Information given -
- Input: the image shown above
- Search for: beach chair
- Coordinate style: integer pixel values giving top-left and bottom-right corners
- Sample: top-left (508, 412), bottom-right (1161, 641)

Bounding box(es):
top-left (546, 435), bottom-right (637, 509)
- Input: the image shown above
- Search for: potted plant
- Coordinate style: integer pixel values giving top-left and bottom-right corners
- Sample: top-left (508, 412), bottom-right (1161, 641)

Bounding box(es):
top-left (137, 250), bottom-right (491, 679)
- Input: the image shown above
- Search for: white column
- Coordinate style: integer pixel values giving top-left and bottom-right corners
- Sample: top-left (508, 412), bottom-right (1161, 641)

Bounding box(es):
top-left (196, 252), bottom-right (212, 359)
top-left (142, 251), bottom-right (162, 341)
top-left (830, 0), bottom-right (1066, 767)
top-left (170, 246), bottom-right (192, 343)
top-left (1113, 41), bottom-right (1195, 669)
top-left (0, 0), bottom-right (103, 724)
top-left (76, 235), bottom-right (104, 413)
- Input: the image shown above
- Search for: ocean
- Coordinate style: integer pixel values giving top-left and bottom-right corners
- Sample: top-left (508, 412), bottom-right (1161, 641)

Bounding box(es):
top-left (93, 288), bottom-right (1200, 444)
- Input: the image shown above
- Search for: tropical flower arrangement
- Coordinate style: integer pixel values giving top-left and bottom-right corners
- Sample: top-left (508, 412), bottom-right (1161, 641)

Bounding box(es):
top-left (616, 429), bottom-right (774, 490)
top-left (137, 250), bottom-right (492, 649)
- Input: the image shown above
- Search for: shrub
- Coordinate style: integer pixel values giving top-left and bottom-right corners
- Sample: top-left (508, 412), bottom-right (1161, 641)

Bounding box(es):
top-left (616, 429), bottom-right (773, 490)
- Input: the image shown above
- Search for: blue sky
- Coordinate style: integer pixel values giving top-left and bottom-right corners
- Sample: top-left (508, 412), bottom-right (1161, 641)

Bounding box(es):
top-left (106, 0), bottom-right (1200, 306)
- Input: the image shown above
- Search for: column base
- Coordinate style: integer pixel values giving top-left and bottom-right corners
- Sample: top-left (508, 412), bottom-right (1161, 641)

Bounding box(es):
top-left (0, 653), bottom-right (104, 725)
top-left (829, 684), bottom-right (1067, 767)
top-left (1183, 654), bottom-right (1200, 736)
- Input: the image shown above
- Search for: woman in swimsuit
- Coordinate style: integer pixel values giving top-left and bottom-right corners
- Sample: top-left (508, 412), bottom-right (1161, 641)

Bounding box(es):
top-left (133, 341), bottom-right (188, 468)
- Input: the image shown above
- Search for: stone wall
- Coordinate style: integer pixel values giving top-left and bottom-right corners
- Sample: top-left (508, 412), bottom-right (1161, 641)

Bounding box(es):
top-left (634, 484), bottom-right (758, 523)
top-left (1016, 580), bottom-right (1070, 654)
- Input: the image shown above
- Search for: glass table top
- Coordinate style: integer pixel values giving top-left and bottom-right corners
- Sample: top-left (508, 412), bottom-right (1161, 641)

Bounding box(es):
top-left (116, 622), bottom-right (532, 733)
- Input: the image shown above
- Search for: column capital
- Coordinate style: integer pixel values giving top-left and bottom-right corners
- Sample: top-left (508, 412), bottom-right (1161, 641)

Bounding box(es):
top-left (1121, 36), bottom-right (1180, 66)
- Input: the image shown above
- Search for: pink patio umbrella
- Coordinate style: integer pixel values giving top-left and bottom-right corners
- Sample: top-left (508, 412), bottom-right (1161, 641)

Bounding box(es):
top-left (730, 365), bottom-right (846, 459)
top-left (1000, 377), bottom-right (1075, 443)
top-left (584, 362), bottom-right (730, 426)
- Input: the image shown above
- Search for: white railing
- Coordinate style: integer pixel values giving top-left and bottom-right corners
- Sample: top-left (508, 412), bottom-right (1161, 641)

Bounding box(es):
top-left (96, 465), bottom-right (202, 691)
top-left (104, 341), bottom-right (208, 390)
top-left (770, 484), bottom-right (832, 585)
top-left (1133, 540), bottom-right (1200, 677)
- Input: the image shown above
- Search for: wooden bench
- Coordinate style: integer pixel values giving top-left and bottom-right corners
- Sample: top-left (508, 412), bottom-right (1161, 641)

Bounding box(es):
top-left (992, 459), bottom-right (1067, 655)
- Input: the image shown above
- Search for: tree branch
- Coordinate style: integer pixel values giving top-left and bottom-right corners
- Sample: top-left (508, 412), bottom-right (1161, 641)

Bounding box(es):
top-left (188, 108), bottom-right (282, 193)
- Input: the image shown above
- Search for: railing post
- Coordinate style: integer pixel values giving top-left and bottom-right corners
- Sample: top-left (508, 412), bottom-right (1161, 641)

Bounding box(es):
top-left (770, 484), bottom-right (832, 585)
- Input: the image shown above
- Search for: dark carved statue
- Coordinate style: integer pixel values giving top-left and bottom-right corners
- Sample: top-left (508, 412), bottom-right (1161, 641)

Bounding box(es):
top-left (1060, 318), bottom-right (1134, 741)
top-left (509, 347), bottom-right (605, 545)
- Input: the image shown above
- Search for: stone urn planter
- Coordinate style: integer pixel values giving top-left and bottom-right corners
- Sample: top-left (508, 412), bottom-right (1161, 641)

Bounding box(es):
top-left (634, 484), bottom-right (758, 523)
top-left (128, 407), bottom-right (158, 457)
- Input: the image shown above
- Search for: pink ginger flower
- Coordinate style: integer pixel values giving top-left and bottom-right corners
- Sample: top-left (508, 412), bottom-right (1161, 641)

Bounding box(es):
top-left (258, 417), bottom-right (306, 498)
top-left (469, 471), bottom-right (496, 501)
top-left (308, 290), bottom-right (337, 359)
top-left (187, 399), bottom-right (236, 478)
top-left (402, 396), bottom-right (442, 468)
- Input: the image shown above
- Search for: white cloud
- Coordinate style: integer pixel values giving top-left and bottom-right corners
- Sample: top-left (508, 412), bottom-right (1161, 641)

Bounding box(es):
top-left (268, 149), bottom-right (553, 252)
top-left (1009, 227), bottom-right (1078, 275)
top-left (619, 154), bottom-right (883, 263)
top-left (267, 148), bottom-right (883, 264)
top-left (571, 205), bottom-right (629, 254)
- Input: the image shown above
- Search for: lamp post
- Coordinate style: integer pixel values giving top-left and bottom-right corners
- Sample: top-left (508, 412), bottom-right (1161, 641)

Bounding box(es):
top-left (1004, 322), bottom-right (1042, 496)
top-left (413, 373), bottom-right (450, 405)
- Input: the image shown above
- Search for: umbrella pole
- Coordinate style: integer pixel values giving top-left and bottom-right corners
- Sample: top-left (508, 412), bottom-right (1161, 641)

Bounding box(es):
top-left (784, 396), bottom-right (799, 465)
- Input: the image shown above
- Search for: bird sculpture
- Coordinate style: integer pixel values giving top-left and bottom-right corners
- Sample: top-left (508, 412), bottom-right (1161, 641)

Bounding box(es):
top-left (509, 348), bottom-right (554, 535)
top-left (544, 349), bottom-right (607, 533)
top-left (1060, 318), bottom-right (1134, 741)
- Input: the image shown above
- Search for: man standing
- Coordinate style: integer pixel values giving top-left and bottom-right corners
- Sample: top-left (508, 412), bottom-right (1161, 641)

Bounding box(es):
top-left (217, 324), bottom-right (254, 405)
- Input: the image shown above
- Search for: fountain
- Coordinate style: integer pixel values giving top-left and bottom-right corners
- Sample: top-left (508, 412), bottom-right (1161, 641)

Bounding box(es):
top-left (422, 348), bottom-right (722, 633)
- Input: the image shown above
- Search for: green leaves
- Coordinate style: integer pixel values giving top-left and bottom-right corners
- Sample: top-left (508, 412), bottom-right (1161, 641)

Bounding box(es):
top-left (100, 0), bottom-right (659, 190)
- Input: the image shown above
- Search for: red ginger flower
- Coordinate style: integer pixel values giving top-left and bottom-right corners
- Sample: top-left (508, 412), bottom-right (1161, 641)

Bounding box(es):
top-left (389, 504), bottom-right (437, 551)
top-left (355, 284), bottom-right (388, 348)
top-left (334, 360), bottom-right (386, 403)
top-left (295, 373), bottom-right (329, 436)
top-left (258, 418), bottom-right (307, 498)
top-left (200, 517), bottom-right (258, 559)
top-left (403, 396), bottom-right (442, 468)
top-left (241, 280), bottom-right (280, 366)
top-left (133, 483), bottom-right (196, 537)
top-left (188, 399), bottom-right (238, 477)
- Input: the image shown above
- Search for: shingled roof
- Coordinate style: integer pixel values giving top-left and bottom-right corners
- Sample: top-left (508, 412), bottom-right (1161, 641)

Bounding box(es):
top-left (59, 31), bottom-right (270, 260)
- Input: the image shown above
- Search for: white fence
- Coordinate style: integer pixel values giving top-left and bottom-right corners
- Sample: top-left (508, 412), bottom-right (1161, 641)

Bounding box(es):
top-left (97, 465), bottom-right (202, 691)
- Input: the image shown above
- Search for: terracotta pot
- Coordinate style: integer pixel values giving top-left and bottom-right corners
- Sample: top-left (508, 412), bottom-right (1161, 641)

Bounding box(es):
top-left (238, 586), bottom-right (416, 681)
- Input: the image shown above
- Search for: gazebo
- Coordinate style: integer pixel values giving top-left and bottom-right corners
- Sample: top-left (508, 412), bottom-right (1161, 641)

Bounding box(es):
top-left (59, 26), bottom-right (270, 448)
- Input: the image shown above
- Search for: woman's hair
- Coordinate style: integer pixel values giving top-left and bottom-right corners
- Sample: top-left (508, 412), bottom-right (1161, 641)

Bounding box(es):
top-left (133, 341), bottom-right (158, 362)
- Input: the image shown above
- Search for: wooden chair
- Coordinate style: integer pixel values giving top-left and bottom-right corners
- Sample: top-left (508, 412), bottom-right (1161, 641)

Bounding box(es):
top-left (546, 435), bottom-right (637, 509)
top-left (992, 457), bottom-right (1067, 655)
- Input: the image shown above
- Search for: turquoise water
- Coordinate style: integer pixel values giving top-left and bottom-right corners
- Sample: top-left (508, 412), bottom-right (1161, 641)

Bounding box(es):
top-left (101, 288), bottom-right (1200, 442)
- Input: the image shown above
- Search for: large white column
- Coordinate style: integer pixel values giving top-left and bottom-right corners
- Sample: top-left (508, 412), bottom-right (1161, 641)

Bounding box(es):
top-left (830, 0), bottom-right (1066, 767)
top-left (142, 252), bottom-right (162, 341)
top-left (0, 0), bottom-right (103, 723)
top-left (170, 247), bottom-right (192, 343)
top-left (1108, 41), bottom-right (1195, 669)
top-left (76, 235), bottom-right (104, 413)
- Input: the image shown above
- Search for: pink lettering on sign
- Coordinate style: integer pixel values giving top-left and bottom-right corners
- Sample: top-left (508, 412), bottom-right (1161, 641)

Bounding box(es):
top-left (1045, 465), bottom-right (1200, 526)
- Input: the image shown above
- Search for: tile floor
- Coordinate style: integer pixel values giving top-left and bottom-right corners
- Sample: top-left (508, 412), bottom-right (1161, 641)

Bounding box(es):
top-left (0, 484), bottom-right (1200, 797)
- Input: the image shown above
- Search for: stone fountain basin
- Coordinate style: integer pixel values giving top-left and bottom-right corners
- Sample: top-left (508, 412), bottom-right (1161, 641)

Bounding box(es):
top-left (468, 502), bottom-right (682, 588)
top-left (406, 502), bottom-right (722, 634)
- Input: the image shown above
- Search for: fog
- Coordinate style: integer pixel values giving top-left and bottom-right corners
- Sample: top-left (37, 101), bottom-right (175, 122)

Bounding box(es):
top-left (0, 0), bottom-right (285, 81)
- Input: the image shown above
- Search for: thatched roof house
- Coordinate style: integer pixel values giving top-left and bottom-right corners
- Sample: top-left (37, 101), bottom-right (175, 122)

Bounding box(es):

Written request -
Count the lines of the listing that contain the string "ginger" and give only that count.

Result for this task -
2